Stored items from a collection
★ ★ ★

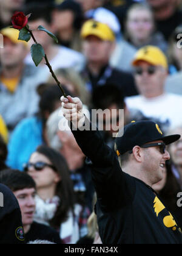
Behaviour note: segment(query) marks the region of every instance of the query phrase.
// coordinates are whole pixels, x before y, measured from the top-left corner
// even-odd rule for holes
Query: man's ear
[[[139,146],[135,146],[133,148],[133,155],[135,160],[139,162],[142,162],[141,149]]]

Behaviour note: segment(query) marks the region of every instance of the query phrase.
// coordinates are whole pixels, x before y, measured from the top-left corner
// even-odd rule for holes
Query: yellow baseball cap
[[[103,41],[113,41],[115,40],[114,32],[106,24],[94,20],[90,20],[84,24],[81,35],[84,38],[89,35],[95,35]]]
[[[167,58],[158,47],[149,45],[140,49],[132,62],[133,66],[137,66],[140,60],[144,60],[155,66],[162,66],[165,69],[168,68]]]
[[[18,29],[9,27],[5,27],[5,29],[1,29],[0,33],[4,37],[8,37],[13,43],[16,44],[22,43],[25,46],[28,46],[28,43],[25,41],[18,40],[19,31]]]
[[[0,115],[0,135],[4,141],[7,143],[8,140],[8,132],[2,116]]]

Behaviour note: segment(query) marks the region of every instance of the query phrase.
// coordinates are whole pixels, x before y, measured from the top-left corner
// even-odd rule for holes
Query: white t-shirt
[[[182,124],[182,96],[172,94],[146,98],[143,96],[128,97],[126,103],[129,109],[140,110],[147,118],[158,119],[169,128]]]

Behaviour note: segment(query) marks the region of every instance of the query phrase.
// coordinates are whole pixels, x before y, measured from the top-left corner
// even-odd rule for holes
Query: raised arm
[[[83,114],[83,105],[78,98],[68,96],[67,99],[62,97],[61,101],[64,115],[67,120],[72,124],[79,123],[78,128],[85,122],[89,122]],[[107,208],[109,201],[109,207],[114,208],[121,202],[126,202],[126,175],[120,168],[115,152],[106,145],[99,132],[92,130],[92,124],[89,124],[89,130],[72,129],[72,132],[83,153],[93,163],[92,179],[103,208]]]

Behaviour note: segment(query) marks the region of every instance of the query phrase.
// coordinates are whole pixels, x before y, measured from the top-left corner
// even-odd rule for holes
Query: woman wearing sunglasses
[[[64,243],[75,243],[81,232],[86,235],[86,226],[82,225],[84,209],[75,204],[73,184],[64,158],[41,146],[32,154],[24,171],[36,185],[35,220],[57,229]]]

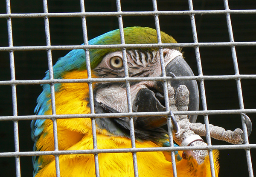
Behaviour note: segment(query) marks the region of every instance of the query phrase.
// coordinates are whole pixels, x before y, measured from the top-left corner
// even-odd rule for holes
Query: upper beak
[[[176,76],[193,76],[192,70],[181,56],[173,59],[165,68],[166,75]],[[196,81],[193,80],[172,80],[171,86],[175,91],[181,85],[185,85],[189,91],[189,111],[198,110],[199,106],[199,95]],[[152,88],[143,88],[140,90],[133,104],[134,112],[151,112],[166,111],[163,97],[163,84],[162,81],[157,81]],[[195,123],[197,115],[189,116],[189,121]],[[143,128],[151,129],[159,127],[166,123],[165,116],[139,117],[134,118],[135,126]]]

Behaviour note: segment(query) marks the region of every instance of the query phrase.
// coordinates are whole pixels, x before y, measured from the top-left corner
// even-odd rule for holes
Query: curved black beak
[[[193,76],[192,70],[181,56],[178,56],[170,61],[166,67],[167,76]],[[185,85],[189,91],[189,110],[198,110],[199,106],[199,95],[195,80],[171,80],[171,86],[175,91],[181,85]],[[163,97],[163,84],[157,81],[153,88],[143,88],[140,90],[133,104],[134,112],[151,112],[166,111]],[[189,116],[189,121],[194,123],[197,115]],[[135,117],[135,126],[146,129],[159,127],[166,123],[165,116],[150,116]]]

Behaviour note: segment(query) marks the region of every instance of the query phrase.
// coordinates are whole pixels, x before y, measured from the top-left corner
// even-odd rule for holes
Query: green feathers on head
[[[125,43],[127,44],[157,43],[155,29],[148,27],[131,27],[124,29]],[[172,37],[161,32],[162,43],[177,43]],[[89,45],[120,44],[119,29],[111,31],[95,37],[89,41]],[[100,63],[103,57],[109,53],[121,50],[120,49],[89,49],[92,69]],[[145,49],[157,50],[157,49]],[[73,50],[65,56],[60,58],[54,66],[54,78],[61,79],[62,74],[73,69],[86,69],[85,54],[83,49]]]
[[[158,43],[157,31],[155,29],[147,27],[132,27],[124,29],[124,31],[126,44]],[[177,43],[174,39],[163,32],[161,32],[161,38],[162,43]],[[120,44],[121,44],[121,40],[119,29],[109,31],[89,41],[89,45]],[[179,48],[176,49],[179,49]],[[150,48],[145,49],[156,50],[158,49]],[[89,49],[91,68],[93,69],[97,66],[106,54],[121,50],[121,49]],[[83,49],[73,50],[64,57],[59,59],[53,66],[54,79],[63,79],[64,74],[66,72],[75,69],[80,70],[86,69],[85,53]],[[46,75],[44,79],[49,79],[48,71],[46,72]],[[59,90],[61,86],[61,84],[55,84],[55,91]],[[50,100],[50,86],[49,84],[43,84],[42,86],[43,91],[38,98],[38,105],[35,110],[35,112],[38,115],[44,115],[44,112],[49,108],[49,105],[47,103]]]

★ ★ ★

§ SHORT TASK
Can you arrange the entries, from their start through the line containing "Query: man's ear", as a Markdown table with the columns Number and Record line, skipping blank lines and leaving the pictures out?

§ TASK OUTPUT
| Number | Record line |
|---|---|
| 1 | Behaviour note: segment(query) marks the region of every instance of the query phrase. |
| 2 | // coordinates are whole pixels, x before y, measured from the top-left corner |
| 3 | // even-odd rule for holes |
| 4 | Query: man's ear |